### WHAT TO DO
Pull out every line in the listing below that contains the word "fence", and copy each one in full.

### SUPPLIED ENTRIES
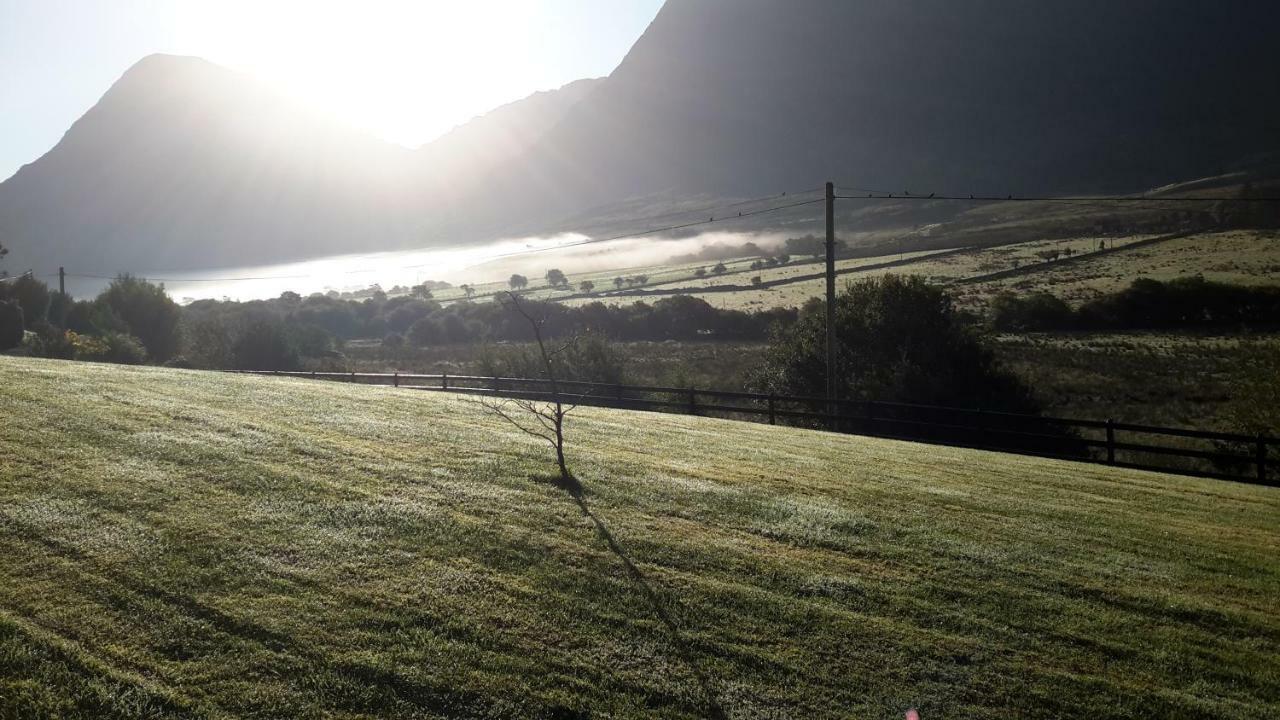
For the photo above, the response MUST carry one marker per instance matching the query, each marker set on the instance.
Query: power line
(716, 209)
(643, 233)
(712, 219)
(86, 276)
(1095, 200)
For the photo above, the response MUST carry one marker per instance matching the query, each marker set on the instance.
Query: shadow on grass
(571, 486)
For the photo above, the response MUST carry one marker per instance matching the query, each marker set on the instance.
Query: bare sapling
(540, 418)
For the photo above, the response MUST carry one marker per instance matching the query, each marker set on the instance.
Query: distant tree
(12, 327)
(900, 340)
(149, 313)
(426, 332)
(1033, 313)
(264, 343)
(31, 295)
(810, 245)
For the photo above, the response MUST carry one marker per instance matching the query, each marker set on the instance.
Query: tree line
(1191, 302)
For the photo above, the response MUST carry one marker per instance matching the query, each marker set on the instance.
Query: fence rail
(1226, 456)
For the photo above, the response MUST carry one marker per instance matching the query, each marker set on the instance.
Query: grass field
(1235, 256)
(190, 545)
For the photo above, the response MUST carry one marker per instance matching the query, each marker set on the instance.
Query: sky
(406, 71)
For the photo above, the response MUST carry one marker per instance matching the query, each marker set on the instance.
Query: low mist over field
(487, 263)
(735, 360)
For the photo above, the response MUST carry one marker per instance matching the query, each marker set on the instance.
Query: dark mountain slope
(183, 164)
(745, 96)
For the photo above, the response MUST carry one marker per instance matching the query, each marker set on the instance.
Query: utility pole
(62, 300)
(831, 299)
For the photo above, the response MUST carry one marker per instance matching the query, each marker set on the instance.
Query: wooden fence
(1226, 456)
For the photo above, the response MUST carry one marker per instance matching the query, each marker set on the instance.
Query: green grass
(176, 543)
(1235, 256)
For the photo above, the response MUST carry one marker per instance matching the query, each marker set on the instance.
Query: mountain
(183, 164)
(743, 98)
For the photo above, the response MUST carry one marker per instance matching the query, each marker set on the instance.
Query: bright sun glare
(405, 71)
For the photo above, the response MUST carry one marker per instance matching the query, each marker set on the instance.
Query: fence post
(1262, 459)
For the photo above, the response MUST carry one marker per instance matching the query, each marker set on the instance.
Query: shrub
(1037, 311)
(123, 349)
(149, 313)
(12, 324)
(900, 341)
(209, 341)
(264, 343)
(425, 332)
(31, 295)
(589, 358)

### FULL SOLUTION
Query: fence rail
Query: wooden fence
Query: fence post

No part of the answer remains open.